## Stated task 1
From the article about the call to retract a book review, translate this sentence into Spanish: "They note that Kliman actually wrote that what makes the allegations of inconsistency unproved and implausible is the fact that an interpretation of Capital exists that eliminates the inconsistencies."

Fifteen scholars from eight different countries have called for the retraction of a book review containing allegations that are false and harmful to the professional reputation of Andrew Kliman, an internationally recognized Marx scholar. Those who have called for a retraction include Rick Kuhn, a recipient of the Isaac Deutscher Memorial book prize, and Eduardo Maldonado Filho, former president of the State Development Authority of Rio Grande Do Sul, Brazil.

“The most obvious of several falsehoods”



Kliman’s 2007 book, Reclaiming Marx’s “Capital,” argued that some alleged internal inconsistencies in Capital remain “unproved” and are “implausible.” According to the libelous book review, Kliman wrote that the reason they are unproved and implausible is that “there exists a group of scholars who claim that no such internal inconsistency exists.” The reviewer then commented, “Following such reasoning, one could then also argue that the existence of a group of scholars who argue that the theory of evolution is false and that creationism is consistent with empirical evidence, must lead us to reject the claims of evolutionism as unproved and implausible. … This foreshadows the major weakness of this book: a lack of rigor in reasoning.”

The scholars who have called for a retraction of the review characterize this as “the most obvious of the several falsehoods” it contains. They note that Kliman actually wrote that what makes the allegations of inconsistency unproved and implausible is the fact that an interpretation of Capital exists that eliminates the inconsistencies. “It is one thing to write that X is unproved because some people claim that X is false, and an entirely different thing to write that X is unproved because there exists an interpretation of the evidence according to which X is false,” they wrote in their call for a retraction. “The first statement is ludicrous; the second is quite reasonable.”

## Exercise inputs

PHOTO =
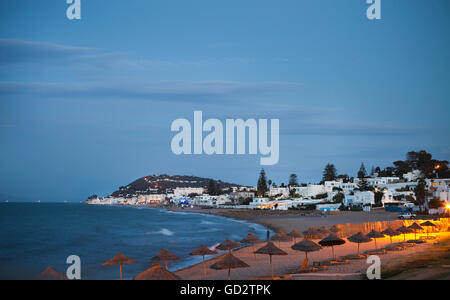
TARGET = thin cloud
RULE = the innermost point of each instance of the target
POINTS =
(189, 91)
(20, 51)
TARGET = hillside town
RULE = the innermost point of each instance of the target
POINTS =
(417, 184)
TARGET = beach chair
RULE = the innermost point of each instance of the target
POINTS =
(304, 264)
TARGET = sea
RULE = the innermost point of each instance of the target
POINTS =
(34, 236)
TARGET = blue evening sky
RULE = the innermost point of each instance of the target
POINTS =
(86, 106)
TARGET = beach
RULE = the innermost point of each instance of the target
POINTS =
(291, 219)
(285, 265)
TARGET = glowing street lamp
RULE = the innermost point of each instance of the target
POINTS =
(436, 168)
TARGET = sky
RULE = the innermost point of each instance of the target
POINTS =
(86, 105)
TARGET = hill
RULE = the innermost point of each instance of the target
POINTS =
(164, 183)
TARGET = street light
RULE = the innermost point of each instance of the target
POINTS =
(436, 168)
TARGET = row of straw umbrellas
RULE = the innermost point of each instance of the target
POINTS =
(229, 261)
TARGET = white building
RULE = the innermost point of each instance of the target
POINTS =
(310, 190)
(151, 199)
(241, 195)
(412, 176)
(283, 191)
(330, 185)
(360, 198)
(185, 191)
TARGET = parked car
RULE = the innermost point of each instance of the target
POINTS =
(407, 216)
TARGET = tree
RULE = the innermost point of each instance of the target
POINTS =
(362, 173)
(401, 167)
(420, 192)
(363, 185)
(212, 187)
(379, 198)
(218, 189)
(436, 203)
(262, 183)
(345, 178)
(293, 180)
(329, 173)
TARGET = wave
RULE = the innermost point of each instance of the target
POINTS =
(163, 231)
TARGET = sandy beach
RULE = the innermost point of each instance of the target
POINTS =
(354, 269)
(291, 219)
(348, 222)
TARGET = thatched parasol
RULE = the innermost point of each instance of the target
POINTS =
(427, 224)
(404, 230)
(331, 241)
(281, 237)
(164, 256)
(202, 251)
(51, 274)
(375, 235)
(228, 245)
(334, 229)
(390, 232)
(295, 235)
(311, 233)
(229, 261)
(359, 238)
(120, 260)
(415, 227)
(306, 246)
(252, 240)
(270, 249)
(156, 273)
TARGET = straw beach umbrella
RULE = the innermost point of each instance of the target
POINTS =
(281, 237)
(375, 235)
(324, 230)
(404, 230)
(295, 235)
(427, 224)
(390, 232)
(270, 249)
(228, 245)
(415, 227)
(359, 238)
(331, 241)
(311, 233)
(120, 260)
(51, 274)
(202, 251)
(334, 229)
(252, 240)
(306, 246)
(164, 256)
(156, 273)
(229, 261)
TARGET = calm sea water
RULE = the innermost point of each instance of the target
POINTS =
(34, 236)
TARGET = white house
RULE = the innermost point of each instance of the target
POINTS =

## Stated task 2
Rewrite the entries from the line that has "TARGET = thatched parasol" through the last line of the entries, changing "innermost" to "central" and leaving everything else as it is.

## Expected output 1
Señalan que Kliman en realidad escribió que lo que hace que las acusaciones de inconsistencia queden sin probar y resulten inverosímiles es el hecho de que existe una interpretación de El Capital que elimina las inconsistencias.

## Expected output 2
TARGET = thatched parasol
RULE = the central point of each instance of the target
POINTS =
(427, 224)
(404, 230)
(331, 241)
(281, 237)
(164, 256)
(202, 251)
(51, 274)
(375, 235)
(228, 245)
(334, 229)
(390, 232)
(295, 235)
(311, 233)
(229, 261)
(359, 238)
(120, 260)
(415, 227)
(306, 246)
(252, 240)
(270, 249)
(156, 273)
TARGET = straw beach umbrella
RULE = the central point of each instance of the target
POINTS =
(281, 237)
(375, 235)
(324, 230)
(404, 230)
(295, 235)
(427, 224)
(390, 232)
(270, 249)
(228, 245)
(415, 227)
(359, 238)
(331, 241)
(311, 233)
(120, 260)
(51, 274)
(202, 251)
(334, 229)
(252, 240)
(306, 246)
(164, 256)
(156, 273)
(229, 261)
TARGET = calm sea water
RULE = the central point of each instance of the target
POINTS =
(34, 236)
TARGET = white house
RULE = the central point of each instance of the target
POINTS =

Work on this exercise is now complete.